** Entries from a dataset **
· · · · · · ·

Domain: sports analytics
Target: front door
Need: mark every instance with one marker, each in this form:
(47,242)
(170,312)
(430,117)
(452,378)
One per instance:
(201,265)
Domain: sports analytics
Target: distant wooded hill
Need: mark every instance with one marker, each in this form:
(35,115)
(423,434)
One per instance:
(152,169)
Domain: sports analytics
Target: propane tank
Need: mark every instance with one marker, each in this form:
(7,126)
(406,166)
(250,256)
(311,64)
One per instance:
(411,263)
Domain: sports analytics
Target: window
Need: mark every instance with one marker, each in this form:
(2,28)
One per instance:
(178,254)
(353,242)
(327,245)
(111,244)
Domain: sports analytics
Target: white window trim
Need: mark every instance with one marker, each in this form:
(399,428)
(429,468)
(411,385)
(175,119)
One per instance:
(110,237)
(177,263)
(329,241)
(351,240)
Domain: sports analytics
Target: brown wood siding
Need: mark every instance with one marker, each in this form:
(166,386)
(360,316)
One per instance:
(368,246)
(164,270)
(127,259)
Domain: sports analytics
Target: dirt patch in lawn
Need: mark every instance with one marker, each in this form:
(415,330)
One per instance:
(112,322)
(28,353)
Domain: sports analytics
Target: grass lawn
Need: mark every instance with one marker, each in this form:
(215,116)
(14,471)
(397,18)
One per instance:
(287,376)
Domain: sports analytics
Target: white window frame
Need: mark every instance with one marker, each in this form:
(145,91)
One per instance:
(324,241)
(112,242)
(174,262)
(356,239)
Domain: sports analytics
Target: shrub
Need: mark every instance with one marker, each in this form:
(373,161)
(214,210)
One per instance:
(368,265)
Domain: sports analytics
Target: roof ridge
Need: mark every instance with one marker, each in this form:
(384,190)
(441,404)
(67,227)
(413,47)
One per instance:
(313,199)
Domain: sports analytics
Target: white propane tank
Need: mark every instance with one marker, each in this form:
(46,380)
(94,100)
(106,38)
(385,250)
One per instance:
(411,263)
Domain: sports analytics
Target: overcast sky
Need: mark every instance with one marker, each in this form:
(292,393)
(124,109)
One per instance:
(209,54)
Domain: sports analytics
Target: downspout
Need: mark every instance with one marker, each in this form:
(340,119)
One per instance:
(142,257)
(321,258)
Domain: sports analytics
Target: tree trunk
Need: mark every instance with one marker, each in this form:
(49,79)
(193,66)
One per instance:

· · · · · · ·

Every entry above needs to be quoted exactly.

** RESPONSE TO THIS EXERCISE **
Domain: sports analytics
Target: front door
Need: mark every instance with one marker, each in this form:
(47,242)
(170,312)
(430,117)
(452,378)
One per instance:
(201,265)
Domain: sports analytics
Target: distant wooded hill
Need: mark every instance with one marker, each in this form:
(35,115)
(423,434)
One per instance:
(152,169)
Domain: sports analytics
Target: propane tank
Need: mark every instance with one marker, each in this form:
(7,126)
(406,166)
(250,256)
(311,64)
One per instance:
(411,263)
Domain: sports analytics
Target: window
Need: mark every instance with one marker, each in this form:
(2,28)
One per instance:
(178,254)
(353,242)
(327,245)
(111,244)
Domain: sports analytics
Target: white window trim
Need: mark every instance with one marker, each in this form:
(399,428)
(429,468)
(411,385)
(175,119)
One per instance:
(110,237)
(177,263)
(329,241)
(351,240)
Domain: sports analytics
Target: brown wood siding
Need: mark every instance with one marker, each in this form:
(166,386)
(360,316)
One per instance:
(368,246)
(164,270)
(127,259)
Domain: sports analytics
Target: dirt patch in lawn
Need: mark every instance with one marker, each in this form:
(415,330)
One per instance:
(112,322)
(28,353)
Domain: sports analytics
Target: grass lawn
Need: mark every instance with one marker, each in this form:
(215,116)
(14,471)
(397,18)
One per instance:
(287,376)
Domain: sports analytics
Target: white window frame
Need: mark every instance with one marker, each in this form:
(145,91)
One per instance:
(324,241)
(112,242)
(174,262)
(356,239)
Domain: sports analytics
Target: shrub
Need: mark every instance with one marker, each in this form:
(373,161)
(214,210)
One per instance:
(368,265)
Domain: sports analytics
Target: roof ridge
Need: mark every instance with one marker, each in this form:
(384,190)
(441,404)
(67,227)
(413,47)
One per instance:
(313,199)
Domain: sports analytics
Target: white propane tank
Need: mark every instance with one marker, each in this form:
(46,380)
(94,100)
(106,38)
(385,250)
One per instance:
(411,263)
Domain: sports analytics
Target: overcast sky
Need: mark every instance with one marker, each in this form:
(292,393)
(124,109)
One per instance:
(209,54)
Domain: sports analytics
Target: downspout
Need: mark every instance with one marker, each in this form:
(340,119)
One per instance:
(142,257)
(321,258)
Domain: sports analytics
Target: tree trunk
Need: mark every instance with one marker, each in this form:
(49,79)
(193,66)
One per instance:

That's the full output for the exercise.